Dataset content:
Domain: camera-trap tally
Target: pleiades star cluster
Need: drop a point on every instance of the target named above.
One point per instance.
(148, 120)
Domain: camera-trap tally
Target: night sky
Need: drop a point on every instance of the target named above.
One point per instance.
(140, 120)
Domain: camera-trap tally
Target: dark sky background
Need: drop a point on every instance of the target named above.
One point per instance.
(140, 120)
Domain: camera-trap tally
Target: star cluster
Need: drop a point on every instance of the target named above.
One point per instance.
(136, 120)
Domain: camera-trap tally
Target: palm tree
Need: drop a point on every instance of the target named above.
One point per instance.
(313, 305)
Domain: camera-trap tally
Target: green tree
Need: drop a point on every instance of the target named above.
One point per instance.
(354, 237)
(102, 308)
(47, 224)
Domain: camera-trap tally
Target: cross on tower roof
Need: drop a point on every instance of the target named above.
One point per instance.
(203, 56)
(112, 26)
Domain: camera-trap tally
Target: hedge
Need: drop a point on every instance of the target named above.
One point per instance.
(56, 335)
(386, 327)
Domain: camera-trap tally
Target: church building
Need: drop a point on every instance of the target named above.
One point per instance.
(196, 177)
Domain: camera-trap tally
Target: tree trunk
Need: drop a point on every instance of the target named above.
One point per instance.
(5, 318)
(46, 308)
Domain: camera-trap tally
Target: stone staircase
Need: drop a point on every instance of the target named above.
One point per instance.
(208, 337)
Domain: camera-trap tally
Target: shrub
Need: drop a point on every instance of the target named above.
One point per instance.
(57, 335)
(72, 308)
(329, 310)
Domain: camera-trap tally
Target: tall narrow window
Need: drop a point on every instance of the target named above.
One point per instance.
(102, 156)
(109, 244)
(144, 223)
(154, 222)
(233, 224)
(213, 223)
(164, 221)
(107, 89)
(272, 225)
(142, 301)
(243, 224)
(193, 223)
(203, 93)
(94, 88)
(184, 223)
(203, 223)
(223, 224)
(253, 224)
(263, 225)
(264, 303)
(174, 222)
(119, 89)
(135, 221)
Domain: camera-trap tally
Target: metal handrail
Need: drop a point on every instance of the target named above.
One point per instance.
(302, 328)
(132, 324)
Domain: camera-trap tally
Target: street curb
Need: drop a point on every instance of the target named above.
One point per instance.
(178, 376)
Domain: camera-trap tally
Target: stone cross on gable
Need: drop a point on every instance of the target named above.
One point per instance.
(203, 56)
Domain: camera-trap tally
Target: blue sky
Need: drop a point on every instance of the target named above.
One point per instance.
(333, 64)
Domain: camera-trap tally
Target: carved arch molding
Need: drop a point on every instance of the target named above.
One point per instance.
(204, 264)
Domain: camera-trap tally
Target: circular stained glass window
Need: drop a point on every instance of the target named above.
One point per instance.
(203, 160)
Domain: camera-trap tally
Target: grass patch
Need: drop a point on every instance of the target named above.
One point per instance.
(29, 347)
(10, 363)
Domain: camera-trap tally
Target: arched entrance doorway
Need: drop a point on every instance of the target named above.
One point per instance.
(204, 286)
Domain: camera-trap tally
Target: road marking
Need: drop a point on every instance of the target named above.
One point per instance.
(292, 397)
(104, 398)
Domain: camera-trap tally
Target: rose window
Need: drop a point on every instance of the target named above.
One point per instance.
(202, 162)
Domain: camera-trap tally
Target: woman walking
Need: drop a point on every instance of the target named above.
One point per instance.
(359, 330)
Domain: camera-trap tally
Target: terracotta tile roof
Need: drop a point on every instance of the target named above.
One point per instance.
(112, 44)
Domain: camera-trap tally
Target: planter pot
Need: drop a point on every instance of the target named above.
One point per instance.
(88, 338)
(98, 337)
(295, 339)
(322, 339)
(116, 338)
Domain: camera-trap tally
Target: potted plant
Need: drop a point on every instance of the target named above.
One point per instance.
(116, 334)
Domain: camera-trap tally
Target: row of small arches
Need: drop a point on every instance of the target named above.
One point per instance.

Given problem: Exactly as written above, please repeat the entries.

Complete response:
Domain: camera-trap tally
Target: pleiades star cluster
Need: drop a point on every instance of the target named above.
One point per instance.
(148, 120)
Domain: camera-trap tally
Target: night sky
Need: drop a point on every instance of the target named above.
One point per instance.
(140, 120)
Domain: camera-trap tally
Target: dark sky background
Need: drop a point on every instance of the target named above.
One point per instance.
(140, 120)
Domain: camera-trap tally
Target: star cluster
Need: drop a point on every instance of the target named above.
One point per instance.
(136, 120)
Domain: camera-trap tally
Target: palm tree
Need: drop a point on every instance of the target named above.
One point per instance.
(313, 305)
Domain: camera-trap tally
Target: green tree
Need: drop a point on every instance of the target named above.
One point per instance.
(354, 237)
(102, 308)
(47, 224)
Domain: camera-trap tally
Target: cross on tower roof
Need: drop a point on every instance of the target named above.
One point per instance.
(203, 56)
(112, 26)
Domain: camera-trap tally
Target: hedge
Need: drop a point on every instance of the target named above.
One point per instance.
(56, 335)
(386, 327)
Domain: camera-trap tally
Target: church building
Need: drop a point on every instance of the target named above.
One point per instance.
(196, 177)
Domain: camera-trap tally
Target: tree trunk
Need: drop a point on every instance of the target named above.
One point per instance.
(5, 318)
(46, 308)
Domain: camera-trap tally
Target: stone staircase
Need: drop a point on every instance of the target named above.
One point per instance.
(208, 337)
Domain: camera-trap tally
Target: shrub
Need: drop a point on every instance of the target named above.
One point per instance.
(57, 335)
(72, 308)
(329, 310)
Domain: camera-trap tally
Target: tall narrow window
Need: drop a point on every instance of the target named above.
One point per instance.
(102, 156)
(109, 244)
(144, 223)
(154, 222)
(233, 224)
(213, 223)
(164, 221)
(107, 89)
(272, 225)
(142, 301)
(243, 224)
(193, 223)
(203, 93)
(94, 88)
(184, 223)
(203, 223)
(223, 224)
(253, 224)
(263, 225)
(264, 303)
(174, 222)
(119, 89)
(135, 221)
Domain: camera-trap tally
Target: metal handrail
Need: drop a point on every instance of the target named above.
One point per instance.
(302, 328)
(132, 324)
Domain: camera-trap tally
Target: street curb
Need: drop a point on every instance of the target named above.
One point per instance.
(178, 376)
Domain: camera-trap tally
Target: stone cross on gable
Need: drop a point on every instance of the target named above.
One point per instance.
(203, 56)
Domain: camera-trap tally
Target: blue sky
Need: drop a point on every instance of the target named above.
One point per instance.
(333, 64)
Domain: camera-trap tally
Target: carved arch molding
Need: drop a point on every instance of the target named above.
One point per instance.
(204, 264)
Domain: camera-trap tally
Target: circular stained glass window
Need: drop a point on every instance of the target named above.
One point per instance.
(203, 160)
Domain: camera-trap tally
Target: grass patch
Need: drop a point on every instance of the target named above.
One point per instance.
(29, 347)
(10, 363)
Domain: camera-trap tally
Target: arched entrance doorway
Need: drop a point on every instance of the target named above.
One point per instance.
(204, 286)
Domain: camera-trap tally
Target: road marking
Need: drop a point on every instance of the target named above.
One point per instance.
(292, 397)
(104, 398)
Domain: camera-trap tally
Target: rose window
Need: drop a point on every instance of the target named above.
One point per instance.
(202, 162)
Domain: camera-trap tally
Target: woman walking
Need: drop a point on every instance of the target named above.
One point per instance.
(359, 330)
Domain: camera-trap tally
Target: terracotta tile roof
Need: drop a point on every instance of the target named above.
One point per instance.
(112, 44)
Domain: camera-trap tally
Target: planter pot
Need: drop a point on every instance of the target named above.
One point per instance.
(88, 338)
(98, 337)
(295, 339)
(322, 339)
(116, 338)
Domain: camera-trap tally
Target: potted plant
Need: drop a point on every instance of the target named above.
One point per instance.
(116, 334)
Domain: camera-trap tally
Target: row of small arches
Need: drop a point on every instance of the target named above.
One point per instance.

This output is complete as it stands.